THE PROBLEM :: Reproduce each entry below exactly as it appears.
** Opening DATA FOR REVIEW block **
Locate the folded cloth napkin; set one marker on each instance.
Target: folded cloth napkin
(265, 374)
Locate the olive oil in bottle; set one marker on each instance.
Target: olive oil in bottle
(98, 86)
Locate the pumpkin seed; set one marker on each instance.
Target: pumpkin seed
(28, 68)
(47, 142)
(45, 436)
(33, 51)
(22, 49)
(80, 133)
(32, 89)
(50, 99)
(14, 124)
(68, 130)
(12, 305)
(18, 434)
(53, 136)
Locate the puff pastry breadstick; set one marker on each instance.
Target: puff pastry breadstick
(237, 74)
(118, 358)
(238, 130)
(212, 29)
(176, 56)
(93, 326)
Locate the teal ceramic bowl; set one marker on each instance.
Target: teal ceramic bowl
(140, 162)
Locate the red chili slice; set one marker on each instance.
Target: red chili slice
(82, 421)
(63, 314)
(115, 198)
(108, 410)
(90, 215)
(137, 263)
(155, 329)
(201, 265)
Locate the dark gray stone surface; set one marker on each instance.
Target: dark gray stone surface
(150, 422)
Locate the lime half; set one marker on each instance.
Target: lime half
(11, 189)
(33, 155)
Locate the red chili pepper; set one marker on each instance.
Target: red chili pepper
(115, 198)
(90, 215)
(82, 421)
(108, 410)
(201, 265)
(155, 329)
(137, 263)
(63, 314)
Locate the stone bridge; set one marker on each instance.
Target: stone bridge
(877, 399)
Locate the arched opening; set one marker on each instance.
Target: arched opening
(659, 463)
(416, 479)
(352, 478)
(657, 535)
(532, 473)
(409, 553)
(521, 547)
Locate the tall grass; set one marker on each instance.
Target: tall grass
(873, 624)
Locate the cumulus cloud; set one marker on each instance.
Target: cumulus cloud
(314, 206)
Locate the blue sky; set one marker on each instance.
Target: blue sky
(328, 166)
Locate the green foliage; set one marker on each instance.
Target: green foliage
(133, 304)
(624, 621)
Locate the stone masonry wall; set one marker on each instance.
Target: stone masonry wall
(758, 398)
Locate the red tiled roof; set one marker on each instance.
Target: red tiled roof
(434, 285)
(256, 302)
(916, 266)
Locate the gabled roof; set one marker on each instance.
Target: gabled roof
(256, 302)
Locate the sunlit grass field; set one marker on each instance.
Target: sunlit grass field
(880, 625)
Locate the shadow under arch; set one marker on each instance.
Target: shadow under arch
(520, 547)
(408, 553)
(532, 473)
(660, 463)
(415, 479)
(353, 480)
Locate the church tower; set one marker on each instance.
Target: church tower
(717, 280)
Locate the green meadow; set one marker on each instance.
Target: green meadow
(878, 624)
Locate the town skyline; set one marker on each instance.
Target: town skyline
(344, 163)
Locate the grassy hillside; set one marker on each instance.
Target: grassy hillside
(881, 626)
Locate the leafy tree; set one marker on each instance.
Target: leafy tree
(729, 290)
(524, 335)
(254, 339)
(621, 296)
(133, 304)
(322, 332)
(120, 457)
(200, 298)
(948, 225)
** Closing DATA FOR REVIEW block **
SOLUTION TO THE PROBLEM ::
Locate the folded cloth napkin; set one marker on each instance.
Target: folded cloth napkin
(265, 374)
Locate the olive oil in bottle; set one marker on each instance.
Target: olive oil in bottle
(98, 86)
Locate the pumpkin seed; set one marker on each instance.
Target: pumpkin seed
(28, 68)
(47, 142)
(45, 436)
(33, 51)
(22, 49)
(80, 133)
(32, 89)
(50, 99)
(14, 124)
(68, 130)
(12, 305)
(18, 434)
(53, 136)
Locate the puff pastry breadstick; set one marker on each instance.
Target: puff pastry breadstick
(237, 74)
(118, 358)
(238, 130)
(212, 29)
(176, 56)
(93, 326)
Locate the teal ceramic bowl; set one marker on each instance.
Target: teal ceramic bowl
(140, 162)
Locate the red chili slice; set one marker on each instance.
Target: red chili slice
(82, 421)
(63, 314)
(115, 198)
(108, 410)
(90, 215)
(137, 263)
(155, 329)
(201, 265)
Locate the dark gray stone surface; set one marker on each instance.
Target: dark gray stone surface
(150, 422)
Locate the lime half; set one marker on each instance.
Target: lime half
(11, 189)
(33, 155)
Locate the red chili pepper; set one marker on each instance.
Target: red chili pepper
(115, 198)
(90, 215)
(82, 421)
(108, 410)
(201, 265)
(155, 329)
(137, 263)
(63, 314)
Locate the stone bridge; set one marker on each instance.
Target: stone bridge
(877, 399)
Locate the arched opening; set one marker on each instance.
Target: arched opening
(659, 463)
(416, 479)
(352, 478)
(657, 535)
(532, 473)
(409, 553)
(521, 547)
Locate the tall grass; set one marker on each instance.
Target: tall grass
(873, 624)
Locate the cumulus cloud; set one marker on each instance.
Target: cumulus cloud
(314, 206)
Locate the blue sky; set one marker on each instance.
Target: blue sky
(328, 166)
Locate the green foliage; set one marker on each instance.
Target: green foliage
(133, 304)
(624, 621)
Locate the stone masonry wall; set one marker on each instance.
Target: stone masonry wall
(758, 398)
Locate the red tiled roof; set one marker on each instance.
Target: red tiled roof
(434, 285)
(256, 302)
(916, 266)
Locate the gabled roof; set one marker on each instance.
Target: gabled roof
(256, 302)
Locate the sunlit grass field; set one marker on each instance.
Target: sunlit grass field
(880, 625)
Locate the shadow under arch; set one marker on each instance.
Target: shadow under arch
(520, 547)
(408, 553)
(532, 473)
(660, 463)
(415, 479)
(353, 480)
Locate the church tower; set one marker on each instance.
Target: church tower
(717, 280)
Locate the green meadow; set one marker on each instance.
Target: green meadow
(878, 624)
Locate the town skyline; set one marker on each instance.
Target: town skyline
(344, 163)
Locate the grassy hillside; set one marker on each instance.
Target: grassy hillside
(881, 626)
Locate the leafy tree; set one marker on each instance.
Target: leafy tree
(729, 290)
(524, 335)
(254, 339)
(621, 296)
(133, 304)
(322, 332)
(120, 457)
(200, 298)
(948, 225)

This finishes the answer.